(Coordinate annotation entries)
────────────────

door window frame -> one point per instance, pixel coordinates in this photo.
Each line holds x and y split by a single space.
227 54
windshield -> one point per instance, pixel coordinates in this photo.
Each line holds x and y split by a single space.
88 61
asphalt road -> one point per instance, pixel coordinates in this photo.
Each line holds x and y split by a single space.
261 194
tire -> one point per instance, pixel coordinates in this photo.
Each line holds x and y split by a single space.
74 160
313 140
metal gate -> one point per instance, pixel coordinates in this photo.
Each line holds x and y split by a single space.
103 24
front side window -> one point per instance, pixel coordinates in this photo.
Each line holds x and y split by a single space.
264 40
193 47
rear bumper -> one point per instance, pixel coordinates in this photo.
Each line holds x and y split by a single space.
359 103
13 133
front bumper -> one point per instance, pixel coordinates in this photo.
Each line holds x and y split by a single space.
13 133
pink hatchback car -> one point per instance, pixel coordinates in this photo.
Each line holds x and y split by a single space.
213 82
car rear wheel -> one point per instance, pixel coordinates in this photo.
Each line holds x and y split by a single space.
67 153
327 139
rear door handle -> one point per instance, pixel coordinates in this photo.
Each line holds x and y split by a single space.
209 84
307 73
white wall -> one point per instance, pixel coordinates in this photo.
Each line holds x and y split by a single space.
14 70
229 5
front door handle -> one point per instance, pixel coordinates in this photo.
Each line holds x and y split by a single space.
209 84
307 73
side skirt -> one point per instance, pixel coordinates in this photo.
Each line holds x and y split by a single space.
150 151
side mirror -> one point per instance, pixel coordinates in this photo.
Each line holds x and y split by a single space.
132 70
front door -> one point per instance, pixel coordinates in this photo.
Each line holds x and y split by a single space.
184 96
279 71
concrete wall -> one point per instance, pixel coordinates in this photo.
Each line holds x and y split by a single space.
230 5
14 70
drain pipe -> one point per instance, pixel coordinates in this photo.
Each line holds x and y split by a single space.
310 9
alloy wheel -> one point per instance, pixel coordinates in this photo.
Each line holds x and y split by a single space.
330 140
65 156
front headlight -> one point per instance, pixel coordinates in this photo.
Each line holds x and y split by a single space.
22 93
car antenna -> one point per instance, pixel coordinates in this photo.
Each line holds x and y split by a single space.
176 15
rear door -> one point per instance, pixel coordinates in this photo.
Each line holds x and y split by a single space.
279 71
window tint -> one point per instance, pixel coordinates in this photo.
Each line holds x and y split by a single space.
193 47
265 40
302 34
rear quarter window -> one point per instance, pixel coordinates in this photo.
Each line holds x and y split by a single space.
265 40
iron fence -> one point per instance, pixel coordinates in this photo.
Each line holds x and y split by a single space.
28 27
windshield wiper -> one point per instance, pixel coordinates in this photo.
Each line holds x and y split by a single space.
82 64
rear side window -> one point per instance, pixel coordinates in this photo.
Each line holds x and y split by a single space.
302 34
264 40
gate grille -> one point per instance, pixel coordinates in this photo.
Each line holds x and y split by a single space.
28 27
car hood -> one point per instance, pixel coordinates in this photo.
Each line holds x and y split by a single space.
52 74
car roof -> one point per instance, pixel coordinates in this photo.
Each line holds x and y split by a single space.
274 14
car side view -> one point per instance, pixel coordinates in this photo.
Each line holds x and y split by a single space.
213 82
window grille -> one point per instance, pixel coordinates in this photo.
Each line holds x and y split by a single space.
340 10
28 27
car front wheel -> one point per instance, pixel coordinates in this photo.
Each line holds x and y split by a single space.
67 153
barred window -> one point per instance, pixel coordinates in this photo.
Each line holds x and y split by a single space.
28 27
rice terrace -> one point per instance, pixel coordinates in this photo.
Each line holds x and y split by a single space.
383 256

────────────────

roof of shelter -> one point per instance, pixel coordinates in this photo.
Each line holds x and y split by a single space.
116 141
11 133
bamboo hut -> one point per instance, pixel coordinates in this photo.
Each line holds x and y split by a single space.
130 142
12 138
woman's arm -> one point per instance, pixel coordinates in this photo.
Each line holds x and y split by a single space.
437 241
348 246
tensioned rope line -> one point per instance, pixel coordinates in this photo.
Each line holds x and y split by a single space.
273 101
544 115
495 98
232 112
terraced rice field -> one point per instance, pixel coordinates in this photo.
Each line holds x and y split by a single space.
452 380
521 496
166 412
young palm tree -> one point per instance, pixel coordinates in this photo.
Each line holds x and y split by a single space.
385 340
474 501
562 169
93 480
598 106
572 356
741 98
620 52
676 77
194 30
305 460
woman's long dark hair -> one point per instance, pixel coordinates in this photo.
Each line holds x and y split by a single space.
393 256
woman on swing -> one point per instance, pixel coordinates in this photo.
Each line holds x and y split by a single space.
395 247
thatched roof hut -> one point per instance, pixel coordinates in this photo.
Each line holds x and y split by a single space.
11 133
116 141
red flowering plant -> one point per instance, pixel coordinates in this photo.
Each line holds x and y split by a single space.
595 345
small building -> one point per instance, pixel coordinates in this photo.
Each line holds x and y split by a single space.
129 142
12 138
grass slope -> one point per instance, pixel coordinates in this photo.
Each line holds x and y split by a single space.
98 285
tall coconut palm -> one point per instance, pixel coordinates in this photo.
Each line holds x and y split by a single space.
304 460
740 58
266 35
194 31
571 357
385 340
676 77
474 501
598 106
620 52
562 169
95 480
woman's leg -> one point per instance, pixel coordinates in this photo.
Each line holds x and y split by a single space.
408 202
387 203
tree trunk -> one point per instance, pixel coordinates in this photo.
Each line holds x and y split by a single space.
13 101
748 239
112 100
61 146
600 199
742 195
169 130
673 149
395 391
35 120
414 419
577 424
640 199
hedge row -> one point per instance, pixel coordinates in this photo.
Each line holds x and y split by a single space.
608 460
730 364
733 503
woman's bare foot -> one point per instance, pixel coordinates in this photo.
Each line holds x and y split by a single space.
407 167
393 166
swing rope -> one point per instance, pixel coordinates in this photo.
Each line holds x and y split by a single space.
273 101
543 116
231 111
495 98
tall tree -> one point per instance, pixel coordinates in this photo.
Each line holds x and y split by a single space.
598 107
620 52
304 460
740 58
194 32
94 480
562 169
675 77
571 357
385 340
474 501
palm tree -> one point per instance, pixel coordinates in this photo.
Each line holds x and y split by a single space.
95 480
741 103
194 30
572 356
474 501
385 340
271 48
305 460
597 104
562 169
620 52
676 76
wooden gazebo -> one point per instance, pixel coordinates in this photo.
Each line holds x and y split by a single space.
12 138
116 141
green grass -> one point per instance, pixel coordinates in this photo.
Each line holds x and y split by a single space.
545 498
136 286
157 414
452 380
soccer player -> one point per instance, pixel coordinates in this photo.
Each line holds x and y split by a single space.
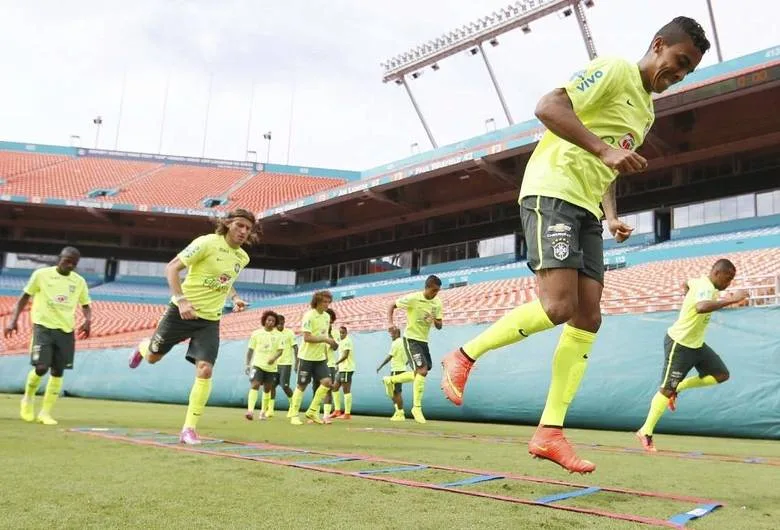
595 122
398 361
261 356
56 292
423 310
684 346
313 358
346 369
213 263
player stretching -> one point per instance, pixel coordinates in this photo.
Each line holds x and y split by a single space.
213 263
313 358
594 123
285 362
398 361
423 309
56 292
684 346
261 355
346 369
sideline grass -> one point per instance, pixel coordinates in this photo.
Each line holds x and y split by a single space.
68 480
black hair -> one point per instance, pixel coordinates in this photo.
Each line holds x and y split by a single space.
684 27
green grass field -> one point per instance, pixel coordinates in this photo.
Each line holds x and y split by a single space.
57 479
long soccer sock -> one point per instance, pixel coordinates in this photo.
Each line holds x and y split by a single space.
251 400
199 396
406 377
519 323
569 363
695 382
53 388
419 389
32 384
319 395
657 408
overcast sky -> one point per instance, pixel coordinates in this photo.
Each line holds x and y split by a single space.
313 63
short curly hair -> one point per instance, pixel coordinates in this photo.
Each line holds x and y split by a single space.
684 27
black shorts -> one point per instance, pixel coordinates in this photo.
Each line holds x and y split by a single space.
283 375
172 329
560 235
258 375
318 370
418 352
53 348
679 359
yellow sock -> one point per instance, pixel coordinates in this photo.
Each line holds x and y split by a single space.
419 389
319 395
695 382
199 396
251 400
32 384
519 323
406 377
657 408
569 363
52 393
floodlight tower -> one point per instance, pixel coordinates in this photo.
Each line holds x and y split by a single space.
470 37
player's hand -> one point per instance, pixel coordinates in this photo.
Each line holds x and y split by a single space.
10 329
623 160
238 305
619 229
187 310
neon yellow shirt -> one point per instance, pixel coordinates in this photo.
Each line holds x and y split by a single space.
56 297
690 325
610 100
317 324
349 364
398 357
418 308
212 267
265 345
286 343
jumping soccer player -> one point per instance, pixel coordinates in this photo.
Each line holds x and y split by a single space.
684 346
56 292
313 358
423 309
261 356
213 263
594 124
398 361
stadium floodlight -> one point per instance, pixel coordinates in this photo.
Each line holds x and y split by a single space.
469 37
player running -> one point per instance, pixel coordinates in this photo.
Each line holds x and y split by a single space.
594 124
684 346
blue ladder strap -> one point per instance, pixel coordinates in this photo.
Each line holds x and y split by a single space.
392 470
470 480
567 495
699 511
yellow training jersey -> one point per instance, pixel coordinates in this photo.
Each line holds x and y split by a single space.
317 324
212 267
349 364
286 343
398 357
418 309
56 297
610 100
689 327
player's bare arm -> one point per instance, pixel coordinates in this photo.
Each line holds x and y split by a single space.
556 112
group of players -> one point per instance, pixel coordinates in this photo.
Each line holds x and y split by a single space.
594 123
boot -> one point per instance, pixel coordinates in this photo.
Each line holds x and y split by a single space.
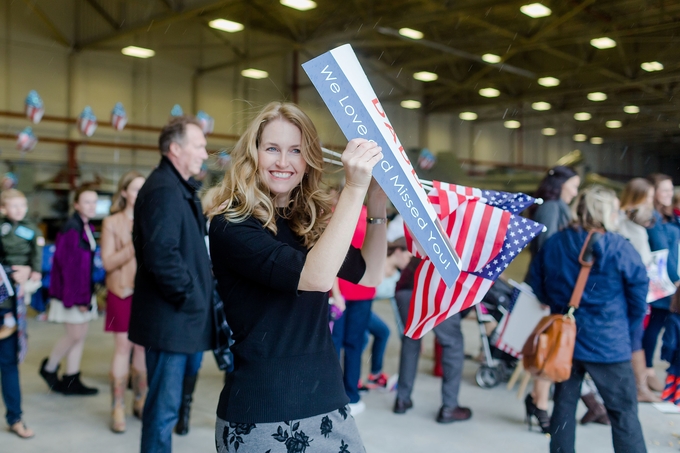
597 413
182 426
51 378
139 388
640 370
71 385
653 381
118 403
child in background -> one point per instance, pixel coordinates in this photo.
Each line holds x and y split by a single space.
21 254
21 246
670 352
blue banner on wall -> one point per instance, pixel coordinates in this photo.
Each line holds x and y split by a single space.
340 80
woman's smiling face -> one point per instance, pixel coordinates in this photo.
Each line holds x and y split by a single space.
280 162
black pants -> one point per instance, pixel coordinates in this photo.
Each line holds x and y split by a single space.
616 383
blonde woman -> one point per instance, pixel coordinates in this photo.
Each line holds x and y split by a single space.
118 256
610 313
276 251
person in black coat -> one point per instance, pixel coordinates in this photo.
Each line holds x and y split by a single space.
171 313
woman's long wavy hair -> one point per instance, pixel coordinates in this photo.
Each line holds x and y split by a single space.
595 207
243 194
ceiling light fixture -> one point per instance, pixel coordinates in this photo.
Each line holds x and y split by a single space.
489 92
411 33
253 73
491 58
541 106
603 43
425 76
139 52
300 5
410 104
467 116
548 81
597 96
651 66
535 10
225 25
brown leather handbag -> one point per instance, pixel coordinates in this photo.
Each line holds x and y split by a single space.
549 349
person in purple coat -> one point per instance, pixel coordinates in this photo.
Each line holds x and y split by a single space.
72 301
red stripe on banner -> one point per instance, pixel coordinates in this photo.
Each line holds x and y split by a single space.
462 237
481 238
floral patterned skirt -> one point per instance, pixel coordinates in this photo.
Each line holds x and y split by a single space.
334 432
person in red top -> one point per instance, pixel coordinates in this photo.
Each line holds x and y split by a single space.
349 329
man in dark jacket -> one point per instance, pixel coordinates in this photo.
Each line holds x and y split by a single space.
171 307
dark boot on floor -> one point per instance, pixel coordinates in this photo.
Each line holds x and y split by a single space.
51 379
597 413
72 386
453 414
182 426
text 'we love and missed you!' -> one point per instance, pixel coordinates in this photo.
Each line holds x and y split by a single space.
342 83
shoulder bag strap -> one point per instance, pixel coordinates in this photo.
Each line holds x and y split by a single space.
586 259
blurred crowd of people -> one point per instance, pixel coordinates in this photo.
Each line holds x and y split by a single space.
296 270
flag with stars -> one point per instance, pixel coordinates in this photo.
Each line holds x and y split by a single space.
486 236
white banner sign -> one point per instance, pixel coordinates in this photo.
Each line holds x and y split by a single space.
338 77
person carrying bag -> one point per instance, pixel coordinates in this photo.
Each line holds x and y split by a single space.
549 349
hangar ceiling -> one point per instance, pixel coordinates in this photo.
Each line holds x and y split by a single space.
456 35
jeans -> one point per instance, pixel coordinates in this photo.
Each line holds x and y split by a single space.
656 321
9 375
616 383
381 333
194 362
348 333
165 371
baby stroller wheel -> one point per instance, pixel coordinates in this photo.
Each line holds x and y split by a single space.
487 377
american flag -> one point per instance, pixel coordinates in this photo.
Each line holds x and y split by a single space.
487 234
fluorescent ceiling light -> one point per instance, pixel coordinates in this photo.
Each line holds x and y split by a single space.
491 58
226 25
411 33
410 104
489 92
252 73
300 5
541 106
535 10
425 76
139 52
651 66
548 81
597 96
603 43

────────────────

DESCRIPTION OF THE TASK: How many lines in the material above contain the word "hair"? Reply with the number only.

EXPECTED ANSWER: 4